Transcribe the records that follow. Keep every word exactly, and drop the pictures.

--- start Given entries ---

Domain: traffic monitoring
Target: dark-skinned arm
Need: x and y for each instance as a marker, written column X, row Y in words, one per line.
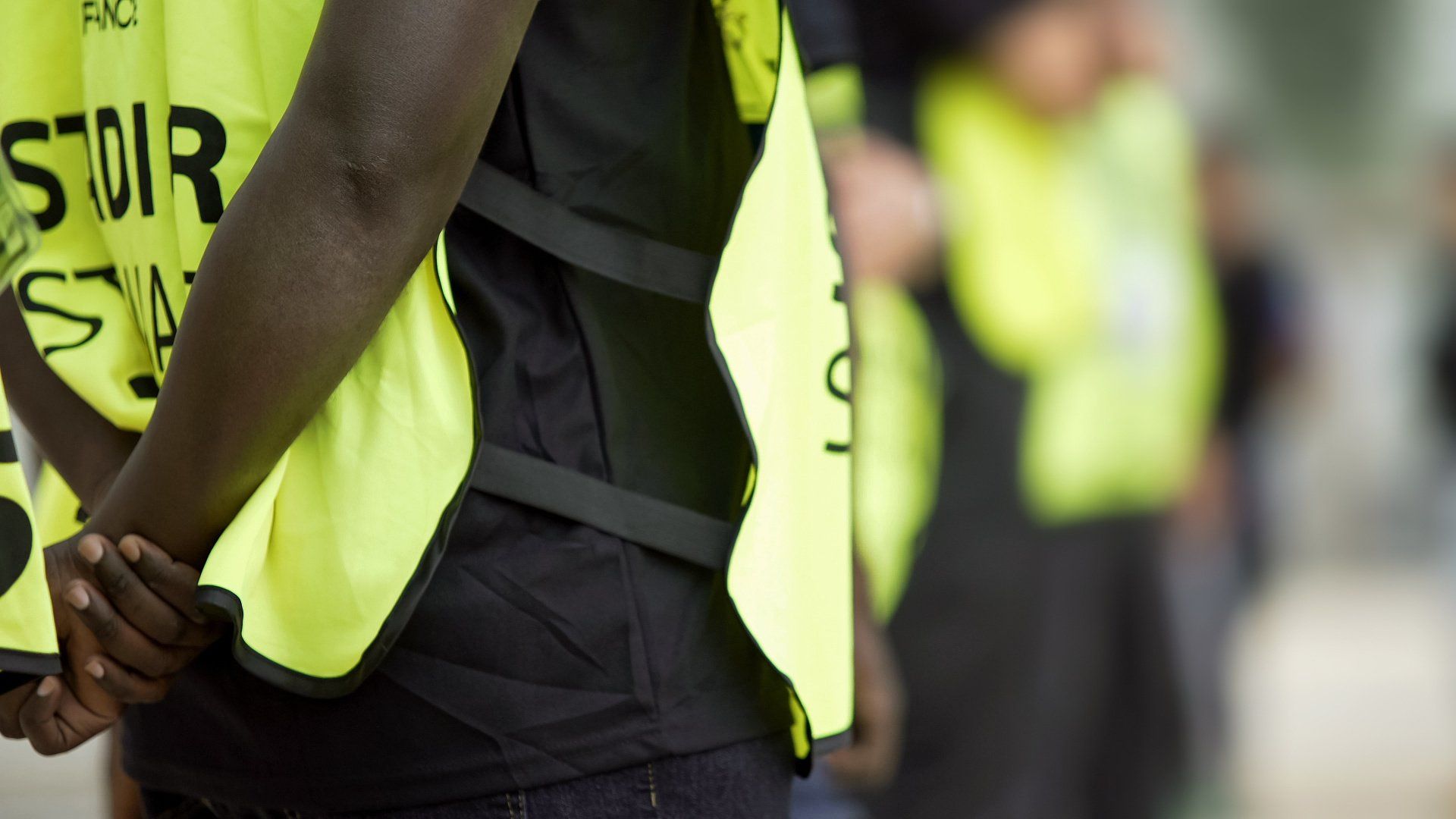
column 83, row 447
column 343, row 205
column 346, row 200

--- end Given entries ---

■ **The result**
Domain: traffic monitoring
Target: dark-skinned arm
Need: x and y for each instance as a marker, written column X, row Y in words, one per line.
column 83, row 447
column 343, row 205
column 346, row 200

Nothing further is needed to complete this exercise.